WHAT YOU ARE ASKED TO DO - Each record should be retyped word for word.

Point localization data
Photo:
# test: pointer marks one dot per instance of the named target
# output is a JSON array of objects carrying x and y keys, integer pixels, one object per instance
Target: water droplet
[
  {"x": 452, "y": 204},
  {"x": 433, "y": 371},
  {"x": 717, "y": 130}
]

EXERCISE RESPONSE -
Photo:
# test: pointer marks one dot per instance of the named target
# output is a JSON array of objects carrying x and y keys, integer pixels, one object per instance
Target: water droplet
[
  {"x": 452, "y": 204},
  {"x": 433, "y": 371},
  {"x": 717, "y": 130}
]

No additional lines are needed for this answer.